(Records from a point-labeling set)
==========

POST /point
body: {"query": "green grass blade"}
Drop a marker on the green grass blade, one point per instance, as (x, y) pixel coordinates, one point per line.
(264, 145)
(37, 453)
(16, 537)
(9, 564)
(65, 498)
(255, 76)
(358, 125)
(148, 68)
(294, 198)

==========

WORK REQUIRED:
Render the material above as a two-column CSV with the headers instruction and coordinates, one row per request. Place each request's text and its answer in a single quoted field, with line breaks replaced by spaces.

THE REPLY:
instruction,coordinates
"POST /point body: {""query"": ""green grass blade""} Drop a marker on the green grass blade, one point per instance, as (x, y) pixel coordinates, one point per line.","(264, 145) (37, 453) (16, 537) (9, 564) (65, 498) (255, 76) (358, 125) (148, 68) (294, 198)"